» Objective
Render every line of the data below as a JSON list of strings, one string per line, leaving out blank lines.
START
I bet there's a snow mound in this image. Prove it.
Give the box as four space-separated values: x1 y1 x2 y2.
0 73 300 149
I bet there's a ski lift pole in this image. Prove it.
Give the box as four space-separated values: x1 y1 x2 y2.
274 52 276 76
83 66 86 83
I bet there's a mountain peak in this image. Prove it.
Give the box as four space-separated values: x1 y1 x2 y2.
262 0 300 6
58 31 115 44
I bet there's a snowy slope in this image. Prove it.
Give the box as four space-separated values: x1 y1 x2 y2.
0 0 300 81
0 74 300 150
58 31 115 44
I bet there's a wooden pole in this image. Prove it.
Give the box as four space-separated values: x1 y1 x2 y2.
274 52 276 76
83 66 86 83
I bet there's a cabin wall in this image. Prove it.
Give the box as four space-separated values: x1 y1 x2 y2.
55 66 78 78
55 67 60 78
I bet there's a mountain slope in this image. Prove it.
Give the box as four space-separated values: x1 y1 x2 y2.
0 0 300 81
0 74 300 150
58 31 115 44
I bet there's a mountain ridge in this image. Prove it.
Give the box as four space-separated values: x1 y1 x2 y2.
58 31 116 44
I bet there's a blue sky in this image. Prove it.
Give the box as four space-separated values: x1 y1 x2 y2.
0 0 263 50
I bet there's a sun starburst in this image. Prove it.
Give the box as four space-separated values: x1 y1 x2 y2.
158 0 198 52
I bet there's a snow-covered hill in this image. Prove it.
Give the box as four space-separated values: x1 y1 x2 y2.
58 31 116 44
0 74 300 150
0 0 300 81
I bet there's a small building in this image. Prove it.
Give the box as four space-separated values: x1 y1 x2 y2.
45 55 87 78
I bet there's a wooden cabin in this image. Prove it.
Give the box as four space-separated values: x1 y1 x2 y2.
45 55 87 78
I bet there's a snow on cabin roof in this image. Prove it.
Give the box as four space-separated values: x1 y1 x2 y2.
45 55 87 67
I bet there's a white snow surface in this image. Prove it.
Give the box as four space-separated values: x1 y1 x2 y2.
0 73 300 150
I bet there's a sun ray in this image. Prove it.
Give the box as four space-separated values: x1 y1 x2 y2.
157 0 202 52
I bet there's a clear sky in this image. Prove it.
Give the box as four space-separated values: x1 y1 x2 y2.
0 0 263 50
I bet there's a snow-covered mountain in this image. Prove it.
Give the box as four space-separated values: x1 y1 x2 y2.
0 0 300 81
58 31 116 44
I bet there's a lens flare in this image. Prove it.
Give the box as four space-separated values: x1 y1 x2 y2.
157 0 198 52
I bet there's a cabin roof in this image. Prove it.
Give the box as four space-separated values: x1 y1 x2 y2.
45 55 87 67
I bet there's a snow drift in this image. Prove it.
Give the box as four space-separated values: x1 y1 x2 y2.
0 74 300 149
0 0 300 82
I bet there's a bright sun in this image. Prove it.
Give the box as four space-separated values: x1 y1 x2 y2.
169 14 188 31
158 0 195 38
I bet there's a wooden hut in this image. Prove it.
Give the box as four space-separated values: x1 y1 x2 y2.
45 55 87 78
END
» Result
[
  "I bet there's a snow mound in this image. Prove it.",
  "Give the box as four space-separated values: x1 y1 x2 y2.",
  "0 73 300 149",
  "I bet there's a ski lift pole in this image. Prove it.",
  "Give the box as four space-separated values: x1 y1 x2 y2.",
  "274 52 276 76",
  "83 66 86 83",
  "I bet there's a mountain peak in this image. Prove it.",
  "Give the box as four space-separated values: x1 y1 x2 y2.",
  "262 0 300 6",
  "58 31 115 44",
  "I bet there's a snowy slope in this image. Prove it.",
  "Give the box as four space-separated values: x1 y1 x2 y2.",
  "0 0 300 81",
  "0 74 300 150",
  "58 31 115 44",
  "I bet there's a wooden pole in this image. Prove it.",
  "Give the box as four space-separated values: x1 y1 x2 y2.",
  "274 52 276 76",
  "83 66 86 83",
  "I bet there's a cabin wall in this image. Prove it.",
  "Give the box as four space-separated values: x1 y1 x2 y2.",
  "55 66 78 78",
  "55 67 60 78",
  "I bet there's a mountain slope in this image. Prove it.",
  "Give the box as four space-separated values: x1 y1 x2 y2.",
  "0 0 300 81",
  "0 74 300 150",
  "58 31 115 44",
  "I bet there's a mountain ridge in this image. Prove it.",
  "Give the box as four space-separated values: x1 y1 x2 y2.",
  "58 31 116 44",
  "I bet there's a blue sky in this image. Prove it.",
  "Give the box as four space-separated values: x1 y1 x2 y2.",
  "0 0 263 50",
  "I bet there's a sun starburst in this image. Prove it.",
  "Give the box as four space-separated values: x1 y1 x2 y2.",
  "158 0 198 52",
  "I bet there's a snow-covered hill in this image. Prove it.",
  "Give the box as four space-separated values: x1 y1 x2 y2.",
  "58 31 116 44",
  "0 74 300 150",
  "0 0 300 81",
  "I bet there's a small building in this image. Prove it.",
  "Give the box as four space-separated values: x1 y1 x2 y2.",
  "45 55 87 78",
  "I bet there's a wooden cabin in this image. Prove it.",
  "Give the box as four space-separated values: x1 y1 x2 y2.",
  "45 55 87 78",
  "I bet there's a snow on cabin roof in this image. Prove it.",
  "Give the box as four space-separated values: x1 y1 x2 y2.",
  "45 55 87 67",
  "I bet there's a white snow surface in this image. Prove it.",
  "Give the box as four space-separated values: x1 y1 x2 y2.",
  "0 73 300 150",
  "I bet there's a sun ray in this image. Prove it.",
  "Give the box as four space-separated values: x1 y1 x2 y2.",
  "157 0 202 52",
  "I bet there's a clear sky in this image. Prove it.",
  "Give the box as four space-separated values: x1 y1 x2 y2.",
  "0 0 263 50",
  "I bet there's a snow-covered mountain in this image. Prove it.",
  "Give the box as four space-separated values: x1 y1 x2 y2.",
  "0 0 300 81",
  "58 31 116 44",
  "I bet there's a lens flare in this image. Prove it.",
  "Give the box as four space-separated values: x1 y1 x2 y2.",
  "157 0 198 52",
  "I bet there's a cabin roof in this image. Prove it.",
  "Give the box as four space-separated values: x1 y1 x2 y2.",
  "45 55 87 67",
  "I bet there's a snow drift in this image. Prove it.",
  "Give the box as four space-separated values: x1 y1 x2 y2.",
  "0 74 300 149",
  "0 0 300 82",
  "I bet there's a bright sun in this image. Prove it.",
  "Give the box as four space-separated values: x1 y1 x2 y2.",
  "169 14 188 31",
  "158 0 195 38",
  "I bet there's a wooden hut in this image. Prove it.",
  "Give the box as four space-separated values: x1 y1 x2 y2.",
  "45 55 87 78"
]